[DOCUMENT start]

Benefits of Knowledge Management
Experts get better at what they do by learning
more. Some people can only learn by trying to do things themselves, but most
people learn a lot from each other. When people share expertise fully and
openly, when they write essays, for
example, the sum is greater than the parts. Quantum leaps in knowledge can be
generated when experts collaborate. Then there is simple efficiency. Time and
other resources are wasted every time employees have to learn something through
trial and error, working in isolation. The pace of change and innovation is so
great that one person cannot do it all. When experts collaborate, progress can
be made much faster than any one employee working alone. Speed is the essence
today – speed of execution as well as that of innovation.
Problems with Knowledge Management
Some experts are not that great at
collaboration. They like to figure things out for themselves and can’t be
bothered with passing on their knowledge to others. Many such talented people
also hate the bureaucracy associated with having to document everything they
do. Then there is the old saying “knowledge is power.” Just as knowledge gives
organizations a competitive advantage, individual knowledge workers also know
that the uniqueness of their expertise enhances their marketability.
There is also the fact that pooled knowledge may
be better for efficient execution than for innovation. For example, if you want
to know how to make a sale to a client in a foreign country, it is wise to find
out what your colleagues did that worked for them. But innovation often occurs
through live collaboration rather than the accessing of stored knowledge.
Brainstorming does not necessarily tap into existing knowledge. Rather, it
creates new insights out of nowhere. Similarly, many of the greatest
discoveries in science and technology happened virtually by accident. Someone
experiments by trying out solutions on a trial and error basis to see what
emerges. Often, the unexpected results are the more interesting ones. Knowledge
management has a mechanistic ring to it that could stifle the entrepreneurial
spirit of employees who work best in a very experimental way.
There is also the common organizational culture
of functional silos where managers are territorial and want to keep the power
of their department’s expertise to themselves. Finally, knowledge becomes
obsolete so fast that it hardly seems worth the effort to capture it. Knowledge
management is still worth doing, however, despite these and other obstacles.

[DOCUMENT end]
[STORED RECORDS start]

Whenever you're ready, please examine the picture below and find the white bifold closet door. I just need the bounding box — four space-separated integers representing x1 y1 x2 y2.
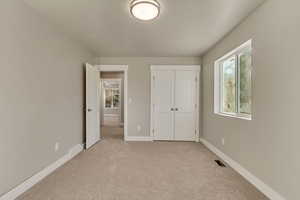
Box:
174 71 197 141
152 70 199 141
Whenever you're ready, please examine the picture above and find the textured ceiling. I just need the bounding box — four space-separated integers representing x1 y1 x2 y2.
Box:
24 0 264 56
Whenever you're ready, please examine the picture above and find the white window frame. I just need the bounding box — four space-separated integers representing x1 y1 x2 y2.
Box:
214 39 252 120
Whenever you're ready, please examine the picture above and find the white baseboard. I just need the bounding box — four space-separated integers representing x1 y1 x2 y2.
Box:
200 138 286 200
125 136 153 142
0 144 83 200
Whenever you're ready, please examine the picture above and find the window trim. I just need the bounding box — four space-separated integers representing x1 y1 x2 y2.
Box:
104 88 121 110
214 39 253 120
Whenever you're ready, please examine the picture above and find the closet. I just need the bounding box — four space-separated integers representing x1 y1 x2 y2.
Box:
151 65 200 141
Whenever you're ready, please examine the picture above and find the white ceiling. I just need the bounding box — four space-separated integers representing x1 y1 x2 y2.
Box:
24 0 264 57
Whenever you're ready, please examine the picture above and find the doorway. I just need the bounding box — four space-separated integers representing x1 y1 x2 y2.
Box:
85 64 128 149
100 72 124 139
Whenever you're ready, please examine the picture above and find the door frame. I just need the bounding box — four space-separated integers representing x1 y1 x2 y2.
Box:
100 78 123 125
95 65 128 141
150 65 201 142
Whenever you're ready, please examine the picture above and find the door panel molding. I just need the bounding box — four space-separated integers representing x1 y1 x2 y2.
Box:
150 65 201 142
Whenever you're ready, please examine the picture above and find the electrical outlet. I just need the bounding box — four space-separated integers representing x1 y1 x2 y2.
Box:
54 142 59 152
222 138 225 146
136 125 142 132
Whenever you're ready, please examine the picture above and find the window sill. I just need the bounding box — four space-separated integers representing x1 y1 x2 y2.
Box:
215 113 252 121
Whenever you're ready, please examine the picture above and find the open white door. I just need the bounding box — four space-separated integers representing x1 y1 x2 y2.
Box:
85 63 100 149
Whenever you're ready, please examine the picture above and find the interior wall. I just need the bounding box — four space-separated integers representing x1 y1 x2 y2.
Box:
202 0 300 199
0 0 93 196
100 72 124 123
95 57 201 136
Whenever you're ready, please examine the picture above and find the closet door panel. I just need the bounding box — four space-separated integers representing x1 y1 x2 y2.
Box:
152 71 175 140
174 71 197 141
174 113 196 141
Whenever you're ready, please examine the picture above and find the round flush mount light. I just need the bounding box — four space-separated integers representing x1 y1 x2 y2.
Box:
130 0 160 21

[STORED RECORDS end]

* PROBLEMS TO SOLVE:
- A) In the knowledge management text, where does innovation often come from instead of from stored knowledge?
- B) Extend the knowledge management text past its final sentence with a new passage in the same style.
This data comes from a different source than the knowledge management text.

* EXERCISE RESULTS:
- A) Innovation often comes from live collaboration rather than from accessing stored knowledge.

- B)
Ideally, it makes less sense to document everything an organization knows than
to focus strategically on the specific areas where knowledge adds the most
critical value, where it offers the greatest competitive advantage.
How to Manage
Knowledge
Several knowledge management initiatives have
failed for a number of reasons, one of which is that they are too centrally
driven. They are less interesting to potential users if they feel no ownership
for them. Communities of practice are one way around this problem. Rather than
centralize all knowledge, specific user groups or types of experts are formed
into specialized networks. After effectively localizing the management of
knowledge, the next step is to involve the users in designing a knowledge
sharing process that they can sign up to and will use. This raises the question
of the fundamental purpose of knowledge management. Is it to store knowledge
for all employees to access or is it more about sharing and collaborating in
real time?
Our educational system stuffs knowledge into the
heads of students that it thinks will be useful to them several years later.
Often, most of this knowledge is lost because students don’t feel a need for it
at the time. It has no application in the here and now for them. A knowledge
management system based on this philosophy is bound to fail. Organizations that
foster live collaboration during an actual project are more likely to succeed.
On the downside, the relevant expertise may not be captured for later use, but
the organization achieves its most important objective – to exponentially
transform the expertise of multiple experts into tangible competitive
advantage.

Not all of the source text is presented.